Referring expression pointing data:
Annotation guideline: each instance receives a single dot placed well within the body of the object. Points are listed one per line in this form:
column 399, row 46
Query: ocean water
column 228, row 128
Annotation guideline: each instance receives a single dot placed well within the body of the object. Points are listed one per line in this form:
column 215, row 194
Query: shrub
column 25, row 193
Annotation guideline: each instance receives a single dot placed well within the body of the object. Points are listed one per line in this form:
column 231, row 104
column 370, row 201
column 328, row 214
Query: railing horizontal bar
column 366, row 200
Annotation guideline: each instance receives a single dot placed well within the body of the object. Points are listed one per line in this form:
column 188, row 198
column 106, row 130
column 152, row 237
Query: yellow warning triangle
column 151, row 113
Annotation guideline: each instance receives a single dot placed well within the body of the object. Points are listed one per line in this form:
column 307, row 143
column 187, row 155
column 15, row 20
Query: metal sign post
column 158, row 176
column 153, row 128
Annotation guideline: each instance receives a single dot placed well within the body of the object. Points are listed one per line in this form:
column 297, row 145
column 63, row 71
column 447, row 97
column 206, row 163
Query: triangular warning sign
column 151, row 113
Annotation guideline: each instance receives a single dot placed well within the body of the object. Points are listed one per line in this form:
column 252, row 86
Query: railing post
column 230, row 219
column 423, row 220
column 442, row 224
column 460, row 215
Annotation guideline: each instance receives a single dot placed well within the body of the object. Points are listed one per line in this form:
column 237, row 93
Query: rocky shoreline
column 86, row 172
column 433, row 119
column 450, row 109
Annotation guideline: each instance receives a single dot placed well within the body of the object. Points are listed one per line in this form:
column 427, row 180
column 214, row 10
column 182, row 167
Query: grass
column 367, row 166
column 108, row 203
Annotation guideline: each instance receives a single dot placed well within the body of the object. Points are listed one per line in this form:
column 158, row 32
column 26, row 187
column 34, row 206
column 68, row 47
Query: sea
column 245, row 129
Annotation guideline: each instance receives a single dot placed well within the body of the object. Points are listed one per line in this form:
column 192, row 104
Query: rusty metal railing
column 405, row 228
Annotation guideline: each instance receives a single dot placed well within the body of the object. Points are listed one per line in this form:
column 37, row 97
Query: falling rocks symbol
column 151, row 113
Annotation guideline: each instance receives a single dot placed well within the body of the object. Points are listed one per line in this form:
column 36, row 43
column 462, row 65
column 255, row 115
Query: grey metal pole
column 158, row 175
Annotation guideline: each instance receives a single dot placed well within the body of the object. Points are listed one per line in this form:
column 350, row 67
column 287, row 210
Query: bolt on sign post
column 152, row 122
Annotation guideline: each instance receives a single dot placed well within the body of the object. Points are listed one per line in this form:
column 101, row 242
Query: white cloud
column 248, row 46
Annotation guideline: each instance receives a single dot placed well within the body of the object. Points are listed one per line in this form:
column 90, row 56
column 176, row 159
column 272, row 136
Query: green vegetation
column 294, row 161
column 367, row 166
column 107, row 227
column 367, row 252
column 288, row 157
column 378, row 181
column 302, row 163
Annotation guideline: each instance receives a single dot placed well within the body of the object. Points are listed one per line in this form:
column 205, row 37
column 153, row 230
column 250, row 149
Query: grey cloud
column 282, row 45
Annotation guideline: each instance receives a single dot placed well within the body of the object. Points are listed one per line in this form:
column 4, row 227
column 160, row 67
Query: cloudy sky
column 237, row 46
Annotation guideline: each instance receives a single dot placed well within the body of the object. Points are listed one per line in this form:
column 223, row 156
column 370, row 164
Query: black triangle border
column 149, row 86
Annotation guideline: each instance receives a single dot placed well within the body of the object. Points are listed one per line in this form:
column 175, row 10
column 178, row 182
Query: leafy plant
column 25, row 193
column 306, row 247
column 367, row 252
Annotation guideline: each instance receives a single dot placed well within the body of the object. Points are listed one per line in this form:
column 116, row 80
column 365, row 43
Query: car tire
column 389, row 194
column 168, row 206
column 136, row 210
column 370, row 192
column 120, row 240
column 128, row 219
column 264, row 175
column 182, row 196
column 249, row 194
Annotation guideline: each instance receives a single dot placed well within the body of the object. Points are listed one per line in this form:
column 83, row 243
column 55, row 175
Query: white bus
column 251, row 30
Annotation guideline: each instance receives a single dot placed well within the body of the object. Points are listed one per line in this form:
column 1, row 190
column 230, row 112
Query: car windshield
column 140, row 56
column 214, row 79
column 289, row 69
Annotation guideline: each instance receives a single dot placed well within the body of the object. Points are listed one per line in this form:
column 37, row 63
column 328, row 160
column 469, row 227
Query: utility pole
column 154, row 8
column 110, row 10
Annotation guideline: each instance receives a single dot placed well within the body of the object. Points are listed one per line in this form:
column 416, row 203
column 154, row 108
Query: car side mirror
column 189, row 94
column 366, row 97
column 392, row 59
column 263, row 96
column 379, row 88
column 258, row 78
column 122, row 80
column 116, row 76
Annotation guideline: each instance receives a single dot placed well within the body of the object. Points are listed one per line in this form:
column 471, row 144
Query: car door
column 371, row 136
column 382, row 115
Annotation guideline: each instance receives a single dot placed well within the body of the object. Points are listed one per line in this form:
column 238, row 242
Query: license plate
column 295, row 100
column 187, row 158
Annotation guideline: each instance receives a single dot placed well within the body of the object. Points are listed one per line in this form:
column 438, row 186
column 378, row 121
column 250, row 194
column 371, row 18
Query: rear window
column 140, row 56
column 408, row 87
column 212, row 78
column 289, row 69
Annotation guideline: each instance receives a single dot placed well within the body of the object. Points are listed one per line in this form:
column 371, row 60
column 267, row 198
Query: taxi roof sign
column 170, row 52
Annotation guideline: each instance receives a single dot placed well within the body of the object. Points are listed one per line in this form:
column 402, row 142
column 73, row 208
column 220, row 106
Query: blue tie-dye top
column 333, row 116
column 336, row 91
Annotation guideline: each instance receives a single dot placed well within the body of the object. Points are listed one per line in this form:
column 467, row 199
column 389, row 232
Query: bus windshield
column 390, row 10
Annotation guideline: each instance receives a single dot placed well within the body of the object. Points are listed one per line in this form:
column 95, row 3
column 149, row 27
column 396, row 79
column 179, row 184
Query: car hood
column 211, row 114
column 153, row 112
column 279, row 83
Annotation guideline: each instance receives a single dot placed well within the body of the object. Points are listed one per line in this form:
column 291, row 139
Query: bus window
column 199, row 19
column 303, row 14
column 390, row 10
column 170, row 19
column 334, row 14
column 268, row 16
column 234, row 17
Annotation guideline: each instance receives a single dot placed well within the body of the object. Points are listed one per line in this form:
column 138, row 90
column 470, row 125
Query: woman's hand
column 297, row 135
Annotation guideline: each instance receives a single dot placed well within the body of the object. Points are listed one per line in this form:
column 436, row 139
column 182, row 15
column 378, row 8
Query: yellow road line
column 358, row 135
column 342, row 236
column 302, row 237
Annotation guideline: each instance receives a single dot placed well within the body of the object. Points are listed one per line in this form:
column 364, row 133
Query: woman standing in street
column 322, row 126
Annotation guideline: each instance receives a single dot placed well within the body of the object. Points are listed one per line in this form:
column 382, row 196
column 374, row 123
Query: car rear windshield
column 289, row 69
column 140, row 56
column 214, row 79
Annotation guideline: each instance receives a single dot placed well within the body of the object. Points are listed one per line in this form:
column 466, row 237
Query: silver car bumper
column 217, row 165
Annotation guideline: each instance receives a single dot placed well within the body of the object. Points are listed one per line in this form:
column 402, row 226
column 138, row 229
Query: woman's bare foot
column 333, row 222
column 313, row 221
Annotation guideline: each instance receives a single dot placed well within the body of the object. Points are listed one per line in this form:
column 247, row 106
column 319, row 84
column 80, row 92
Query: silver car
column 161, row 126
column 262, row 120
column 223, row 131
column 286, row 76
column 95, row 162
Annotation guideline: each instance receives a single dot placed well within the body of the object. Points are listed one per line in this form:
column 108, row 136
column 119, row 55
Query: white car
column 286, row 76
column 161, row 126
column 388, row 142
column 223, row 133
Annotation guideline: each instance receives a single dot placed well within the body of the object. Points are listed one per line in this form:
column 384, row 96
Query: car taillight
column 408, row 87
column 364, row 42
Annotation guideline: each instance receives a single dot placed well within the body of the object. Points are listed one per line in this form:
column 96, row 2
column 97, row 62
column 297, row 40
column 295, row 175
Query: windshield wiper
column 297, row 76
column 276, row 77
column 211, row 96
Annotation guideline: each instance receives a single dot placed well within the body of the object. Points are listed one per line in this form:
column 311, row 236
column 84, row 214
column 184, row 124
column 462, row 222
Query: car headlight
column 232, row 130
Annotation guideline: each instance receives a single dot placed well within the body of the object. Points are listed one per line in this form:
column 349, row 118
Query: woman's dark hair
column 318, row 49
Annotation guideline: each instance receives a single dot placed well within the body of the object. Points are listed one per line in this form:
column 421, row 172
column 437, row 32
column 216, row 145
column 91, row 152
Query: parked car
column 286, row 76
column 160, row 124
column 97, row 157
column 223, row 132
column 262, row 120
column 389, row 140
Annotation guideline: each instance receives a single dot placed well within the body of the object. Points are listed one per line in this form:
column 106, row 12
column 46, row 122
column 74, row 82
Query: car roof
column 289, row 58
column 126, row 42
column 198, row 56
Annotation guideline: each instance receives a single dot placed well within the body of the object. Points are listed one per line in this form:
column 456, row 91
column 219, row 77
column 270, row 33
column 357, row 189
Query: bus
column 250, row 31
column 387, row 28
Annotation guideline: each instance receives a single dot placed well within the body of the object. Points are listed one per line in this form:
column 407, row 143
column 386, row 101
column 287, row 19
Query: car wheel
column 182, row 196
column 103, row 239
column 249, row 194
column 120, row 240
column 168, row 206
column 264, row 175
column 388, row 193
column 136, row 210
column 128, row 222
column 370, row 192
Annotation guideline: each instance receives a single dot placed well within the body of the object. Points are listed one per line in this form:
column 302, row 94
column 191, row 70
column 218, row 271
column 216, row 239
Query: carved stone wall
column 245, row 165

Aim of the task:
Please reproduce, exactly as written, the lines of the records from the first line through the one containing "column 215, row 194".

Result of this task:
Annotation guideline: each instance receives a single dot placed well within the body of the object. Points are listed one per line in this form:
column 399, row 46
Query: ocean water
column 228, row 128
Annotation guideline: each instance receives a single dot placed well within the body of the object. Points are listed one per line in this form:
column 215, row 194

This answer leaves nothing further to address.